_Texto dado:_
^^^^^^^^^^^^^^^^
É fácil perceber a competência na prática do trabalho manual, partindo do uso dos objetos produzidos. Penso nisso toda vez que entro no banheiro recém-reformado e só consigo manter a luz acesa, sem piscar, dando um murro no interruptor. Gostaria porém de pensar em competência na realização do trabalho intelectual, supostamente minha área central de atuação. Nessa área, o trabalho necessário à redação do texto consistente, à apresentação da tese original ou simplesmente à prática do pensamento rigoroso é tremendamente árduo.
 
Há, todavia, uma curiosa tendência de evitar (ou ser incapaz) de realizar o trabalho árduo e, em compensação, tentar demonstrar a competência assumindo traços de comportamento do intelectual comprovadamente competente. É o que eu chamo de cultura do arquétipo, e cito alguns exemplos imediatos.
^^^^^^^^^^^^^^^^
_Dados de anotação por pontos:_
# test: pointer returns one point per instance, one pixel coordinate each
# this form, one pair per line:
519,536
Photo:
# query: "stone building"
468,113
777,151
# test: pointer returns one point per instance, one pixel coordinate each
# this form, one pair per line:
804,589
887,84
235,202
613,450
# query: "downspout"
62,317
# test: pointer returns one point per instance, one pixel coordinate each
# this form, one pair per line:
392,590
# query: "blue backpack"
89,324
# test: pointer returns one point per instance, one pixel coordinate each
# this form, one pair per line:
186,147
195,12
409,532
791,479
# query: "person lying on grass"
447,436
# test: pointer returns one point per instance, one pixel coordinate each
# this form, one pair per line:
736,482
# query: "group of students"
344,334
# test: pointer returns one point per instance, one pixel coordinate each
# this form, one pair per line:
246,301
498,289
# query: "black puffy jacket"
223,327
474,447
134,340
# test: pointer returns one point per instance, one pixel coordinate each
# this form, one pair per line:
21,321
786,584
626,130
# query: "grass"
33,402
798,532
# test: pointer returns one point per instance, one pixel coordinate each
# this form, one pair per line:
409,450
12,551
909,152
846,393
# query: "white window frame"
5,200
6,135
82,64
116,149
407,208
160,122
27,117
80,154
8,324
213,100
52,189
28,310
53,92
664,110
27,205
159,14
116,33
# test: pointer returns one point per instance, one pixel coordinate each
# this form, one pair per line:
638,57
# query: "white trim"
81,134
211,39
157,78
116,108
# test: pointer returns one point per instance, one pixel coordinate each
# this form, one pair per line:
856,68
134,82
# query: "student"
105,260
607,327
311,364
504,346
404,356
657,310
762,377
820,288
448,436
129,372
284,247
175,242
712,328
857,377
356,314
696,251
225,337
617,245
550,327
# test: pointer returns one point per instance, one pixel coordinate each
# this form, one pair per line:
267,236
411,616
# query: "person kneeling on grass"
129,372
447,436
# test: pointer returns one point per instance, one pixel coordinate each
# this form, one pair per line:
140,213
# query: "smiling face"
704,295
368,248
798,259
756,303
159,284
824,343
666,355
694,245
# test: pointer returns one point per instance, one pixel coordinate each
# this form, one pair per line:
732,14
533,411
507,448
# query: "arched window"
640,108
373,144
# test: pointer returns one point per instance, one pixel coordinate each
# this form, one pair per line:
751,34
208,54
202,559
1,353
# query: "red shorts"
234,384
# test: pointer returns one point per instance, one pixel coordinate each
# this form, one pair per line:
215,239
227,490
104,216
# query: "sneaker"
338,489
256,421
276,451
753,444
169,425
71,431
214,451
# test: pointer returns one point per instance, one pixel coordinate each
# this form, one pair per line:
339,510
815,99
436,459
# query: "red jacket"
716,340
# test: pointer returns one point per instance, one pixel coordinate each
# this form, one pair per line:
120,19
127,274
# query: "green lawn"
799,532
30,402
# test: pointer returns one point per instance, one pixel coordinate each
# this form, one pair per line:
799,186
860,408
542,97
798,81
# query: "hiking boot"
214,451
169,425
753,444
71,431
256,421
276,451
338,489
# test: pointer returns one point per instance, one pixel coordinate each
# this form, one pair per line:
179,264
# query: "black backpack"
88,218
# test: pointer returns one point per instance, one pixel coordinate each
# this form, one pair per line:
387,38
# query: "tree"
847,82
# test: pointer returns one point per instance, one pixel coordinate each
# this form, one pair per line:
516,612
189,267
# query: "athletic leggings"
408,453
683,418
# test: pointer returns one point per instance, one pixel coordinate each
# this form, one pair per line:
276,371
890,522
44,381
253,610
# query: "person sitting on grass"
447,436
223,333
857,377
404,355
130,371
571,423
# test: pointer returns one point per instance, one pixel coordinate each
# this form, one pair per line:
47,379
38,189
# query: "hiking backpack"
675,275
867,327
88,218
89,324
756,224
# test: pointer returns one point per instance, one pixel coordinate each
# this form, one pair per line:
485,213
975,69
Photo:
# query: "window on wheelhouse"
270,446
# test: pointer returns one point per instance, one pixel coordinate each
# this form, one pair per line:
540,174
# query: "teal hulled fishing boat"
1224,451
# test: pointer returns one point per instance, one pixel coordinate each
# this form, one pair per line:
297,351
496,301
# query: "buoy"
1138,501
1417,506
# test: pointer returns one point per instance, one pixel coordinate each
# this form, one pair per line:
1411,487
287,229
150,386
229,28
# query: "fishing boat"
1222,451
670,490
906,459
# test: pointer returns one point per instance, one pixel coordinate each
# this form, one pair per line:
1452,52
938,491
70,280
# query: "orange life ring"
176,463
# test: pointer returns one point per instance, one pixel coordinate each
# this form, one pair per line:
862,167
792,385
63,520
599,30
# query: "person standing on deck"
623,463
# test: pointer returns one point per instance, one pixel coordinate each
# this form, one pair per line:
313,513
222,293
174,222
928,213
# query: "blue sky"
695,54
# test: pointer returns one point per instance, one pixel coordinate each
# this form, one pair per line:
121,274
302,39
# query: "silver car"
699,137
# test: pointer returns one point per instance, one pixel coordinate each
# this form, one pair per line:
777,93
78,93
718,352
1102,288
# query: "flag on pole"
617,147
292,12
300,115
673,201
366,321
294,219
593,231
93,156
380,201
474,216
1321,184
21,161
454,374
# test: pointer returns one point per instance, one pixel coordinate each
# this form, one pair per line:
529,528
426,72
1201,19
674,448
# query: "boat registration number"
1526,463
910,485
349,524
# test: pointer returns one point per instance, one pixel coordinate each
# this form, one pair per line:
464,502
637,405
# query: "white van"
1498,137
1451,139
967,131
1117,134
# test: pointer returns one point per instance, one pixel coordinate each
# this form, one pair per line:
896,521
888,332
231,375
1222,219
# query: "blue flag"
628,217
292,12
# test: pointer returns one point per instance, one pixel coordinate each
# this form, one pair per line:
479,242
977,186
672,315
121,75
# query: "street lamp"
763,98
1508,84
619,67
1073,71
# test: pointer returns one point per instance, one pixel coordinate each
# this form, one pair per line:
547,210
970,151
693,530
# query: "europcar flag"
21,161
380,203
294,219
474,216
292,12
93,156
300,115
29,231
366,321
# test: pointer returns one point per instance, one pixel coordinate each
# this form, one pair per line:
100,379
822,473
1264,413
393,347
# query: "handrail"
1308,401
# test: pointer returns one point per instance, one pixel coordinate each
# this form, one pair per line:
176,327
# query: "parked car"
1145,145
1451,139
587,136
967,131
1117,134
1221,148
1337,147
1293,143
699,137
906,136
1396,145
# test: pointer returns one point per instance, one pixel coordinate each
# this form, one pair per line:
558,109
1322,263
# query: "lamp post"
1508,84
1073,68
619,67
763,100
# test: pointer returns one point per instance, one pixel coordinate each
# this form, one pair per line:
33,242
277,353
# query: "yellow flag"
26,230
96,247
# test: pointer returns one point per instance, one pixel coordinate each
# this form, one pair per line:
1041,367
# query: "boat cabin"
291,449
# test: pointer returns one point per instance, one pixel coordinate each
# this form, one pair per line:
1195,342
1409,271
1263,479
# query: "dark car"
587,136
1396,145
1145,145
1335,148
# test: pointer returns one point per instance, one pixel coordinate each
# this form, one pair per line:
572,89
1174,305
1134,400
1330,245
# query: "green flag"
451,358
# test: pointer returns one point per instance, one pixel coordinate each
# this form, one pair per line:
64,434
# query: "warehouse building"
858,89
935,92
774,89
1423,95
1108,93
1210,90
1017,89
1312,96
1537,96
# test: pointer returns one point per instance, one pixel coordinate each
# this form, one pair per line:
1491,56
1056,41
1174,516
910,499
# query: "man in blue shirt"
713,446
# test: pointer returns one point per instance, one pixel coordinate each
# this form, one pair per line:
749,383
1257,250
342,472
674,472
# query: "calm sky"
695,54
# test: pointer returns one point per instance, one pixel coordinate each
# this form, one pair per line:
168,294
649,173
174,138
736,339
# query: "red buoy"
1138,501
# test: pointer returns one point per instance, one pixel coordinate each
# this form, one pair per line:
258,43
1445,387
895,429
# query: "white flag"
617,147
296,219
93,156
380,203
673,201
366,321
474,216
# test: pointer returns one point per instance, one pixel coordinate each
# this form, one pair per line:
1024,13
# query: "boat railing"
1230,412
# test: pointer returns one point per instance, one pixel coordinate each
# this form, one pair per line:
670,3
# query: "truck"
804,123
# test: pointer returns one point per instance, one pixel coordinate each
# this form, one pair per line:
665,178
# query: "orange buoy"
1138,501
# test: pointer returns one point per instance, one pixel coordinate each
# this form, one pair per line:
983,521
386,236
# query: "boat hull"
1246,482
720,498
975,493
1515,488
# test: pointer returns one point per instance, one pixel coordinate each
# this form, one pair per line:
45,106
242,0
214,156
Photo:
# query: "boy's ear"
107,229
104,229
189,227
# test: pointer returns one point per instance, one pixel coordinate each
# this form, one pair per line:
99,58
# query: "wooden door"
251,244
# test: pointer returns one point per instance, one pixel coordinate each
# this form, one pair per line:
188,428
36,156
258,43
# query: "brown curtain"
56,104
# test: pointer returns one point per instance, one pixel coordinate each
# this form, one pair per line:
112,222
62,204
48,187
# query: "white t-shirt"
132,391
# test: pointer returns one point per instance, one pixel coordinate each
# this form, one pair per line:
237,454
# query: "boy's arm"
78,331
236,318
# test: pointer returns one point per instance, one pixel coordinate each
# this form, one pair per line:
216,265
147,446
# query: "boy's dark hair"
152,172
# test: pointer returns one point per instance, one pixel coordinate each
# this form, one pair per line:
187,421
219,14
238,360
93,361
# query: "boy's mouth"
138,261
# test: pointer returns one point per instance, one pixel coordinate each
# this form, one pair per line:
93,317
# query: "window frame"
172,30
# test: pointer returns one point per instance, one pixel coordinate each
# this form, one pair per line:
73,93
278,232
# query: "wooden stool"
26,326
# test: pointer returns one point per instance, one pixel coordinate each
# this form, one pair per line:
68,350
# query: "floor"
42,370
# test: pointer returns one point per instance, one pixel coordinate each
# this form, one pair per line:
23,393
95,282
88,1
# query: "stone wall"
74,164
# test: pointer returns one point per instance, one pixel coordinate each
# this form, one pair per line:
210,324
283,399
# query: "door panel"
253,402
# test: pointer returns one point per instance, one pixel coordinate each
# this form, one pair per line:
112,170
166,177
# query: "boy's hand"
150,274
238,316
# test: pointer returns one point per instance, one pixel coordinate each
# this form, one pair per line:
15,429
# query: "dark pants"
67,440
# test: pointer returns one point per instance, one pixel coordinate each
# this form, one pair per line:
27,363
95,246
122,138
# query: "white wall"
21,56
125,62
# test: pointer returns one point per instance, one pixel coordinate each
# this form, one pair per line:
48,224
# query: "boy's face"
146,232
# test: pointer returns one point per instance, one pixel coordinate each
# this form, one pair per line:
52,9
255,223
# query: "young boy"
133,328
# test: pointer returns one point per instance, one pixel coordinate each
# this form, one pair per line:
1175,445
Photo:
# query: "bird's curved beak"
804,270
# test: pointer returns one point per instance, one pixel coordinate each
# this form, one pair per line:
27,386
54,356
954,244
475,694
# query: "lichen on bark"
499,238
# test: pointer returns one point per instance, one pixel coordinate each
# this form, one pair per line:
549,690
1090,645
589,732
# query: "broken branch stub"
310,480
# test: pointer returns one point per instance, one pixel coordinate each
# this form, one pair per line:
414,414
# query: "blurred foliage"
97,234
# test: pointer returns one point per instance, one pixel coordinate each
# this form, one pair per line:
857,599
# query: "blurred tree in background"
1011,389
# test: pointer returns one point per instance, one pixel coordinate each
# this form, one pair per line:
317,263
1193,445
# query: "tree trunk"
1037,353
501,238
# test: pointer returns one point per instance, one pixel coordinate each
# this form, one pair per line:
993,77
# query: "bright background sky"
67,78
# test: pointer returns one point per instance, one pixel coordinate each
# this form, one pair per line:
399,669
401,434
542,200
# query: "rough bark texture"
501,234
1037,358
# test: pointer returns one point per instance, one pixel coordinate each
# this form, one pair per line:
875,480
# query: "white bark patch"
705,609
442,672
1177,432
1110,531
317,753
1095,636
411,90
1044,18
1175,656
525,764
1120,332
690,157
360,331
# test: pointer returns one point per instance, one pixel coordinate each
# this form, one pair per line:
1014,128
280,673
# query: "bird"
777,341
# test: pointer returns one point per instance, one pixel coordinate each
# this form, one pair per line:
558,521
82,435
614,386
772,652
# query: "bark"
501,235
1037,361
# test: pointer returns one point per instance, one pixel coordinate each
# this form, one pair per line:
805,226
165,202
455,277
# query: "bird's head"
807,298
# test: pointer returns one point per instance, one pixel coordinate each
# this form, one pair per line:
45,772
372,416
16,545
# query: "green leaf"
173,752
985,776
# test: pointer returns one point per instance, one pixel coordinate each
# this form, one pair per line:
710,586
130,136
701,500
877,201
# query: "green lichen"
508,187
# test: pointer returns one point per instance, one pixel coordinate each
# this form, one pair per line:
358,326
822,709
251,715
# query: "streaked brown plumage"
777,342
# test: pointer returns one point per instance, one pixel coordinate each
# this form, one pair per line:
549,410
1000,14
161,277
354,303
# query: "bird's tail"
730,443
^^^^^^^^^^^^^^^^
_Desafio 1:_ Traduza para o inglês esta frase do texto sobre competência: "Penso nisso toda vez que entro no banheiro recém-reformado e só consigo manter a luz acesa, sem piscar, dando um murro no interruptor."
_Desafio 2:_ Cite do texto sobre competência o trecho que se inicia com as palavras "Há, todavia, uma" e termina em "alguns exemplos imediatos.".
A listagem não tem papel algum nesta atividade.

_Resposta do exercício 1:_ I think about this every time I walk into the newly renovated bathroom and can only keep the light on, without flickering, by punching the switch.

_Resposta do exercício 2:_
Há, todavia, uma curiosa tendência de evitar (ou ser incapaz) de realizar o trabalho árduo e, em compensação, tentar demonstrar a competência assumindo traços de comportamento do intelectual comprovadamente competente. É o que eu chamo de cultura do arquétipo, e cito alguns exemplos imediatos.